Entries supplied Block Start

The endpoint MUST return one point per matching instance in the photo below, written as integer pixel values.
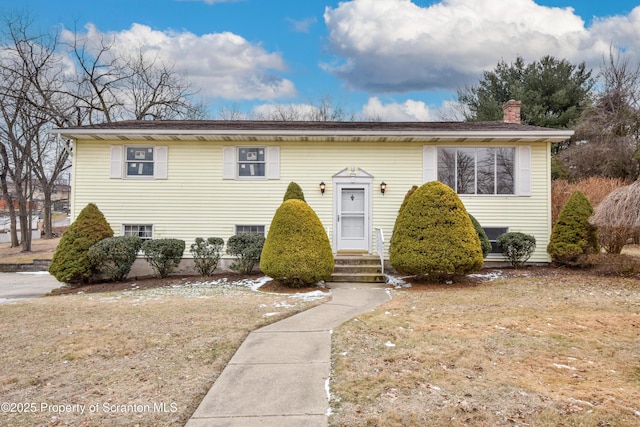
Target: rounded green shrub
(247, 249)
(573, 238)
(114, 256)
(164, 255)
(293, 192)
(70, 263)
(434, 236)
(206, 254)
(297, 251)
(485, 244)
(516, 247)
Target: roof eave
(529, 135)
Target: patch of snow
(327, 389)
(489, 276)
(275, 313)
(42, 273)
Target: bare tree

Entries supplied Block End
Entries supplied Block Start

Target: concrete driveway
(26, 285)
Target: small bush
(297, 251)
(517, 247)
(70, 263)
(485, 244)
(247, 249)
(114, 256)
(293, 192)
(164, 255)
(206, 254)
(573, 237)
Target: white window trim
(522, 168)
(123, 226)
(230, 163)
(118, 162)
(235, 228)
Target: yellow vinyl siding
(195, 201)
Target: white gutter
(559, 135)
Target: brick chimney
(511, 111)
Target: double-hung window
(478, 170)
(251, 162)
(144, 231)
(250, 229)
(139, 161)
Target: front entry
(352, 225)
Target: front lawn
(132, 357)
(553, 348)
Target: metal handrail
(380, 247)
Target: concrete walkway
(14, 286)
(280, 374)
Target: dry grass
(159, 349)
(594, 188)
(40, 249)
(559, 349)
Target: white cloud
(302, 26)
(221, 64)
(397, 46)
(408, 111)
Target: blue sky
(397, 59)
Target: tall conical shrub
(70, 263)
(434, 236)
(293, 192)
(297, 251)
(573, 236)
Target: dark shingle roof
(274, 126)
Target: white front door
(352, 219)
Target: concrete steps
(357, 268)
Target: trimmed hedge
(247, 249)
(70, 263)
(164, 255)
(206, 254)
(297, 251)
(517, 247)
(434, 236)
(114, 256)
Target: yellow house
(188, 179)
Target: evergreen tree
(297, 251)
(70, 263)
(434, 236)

Entries supplied Block End

### [Assignment]
Scan the entries above for the line containing "Target: rounded green shrub", and copy it and all lines after it exactly, down to and including the line containing "Target: bare tree".

### [Output of the task]
Target: rounded green shrub
(247, 249)
(573, 238)
(114, 256)
(164, 255)
(293, 192)
(70, 263)
(434, 236)
(206, 254)
(297, 251)
(485, 244)
(516, 247)
Target: roof eave
(529, 135)
Target: patch of snow
(327, 389)
(489, 276)
(275, 313)
(42, 273)
Target: bare tree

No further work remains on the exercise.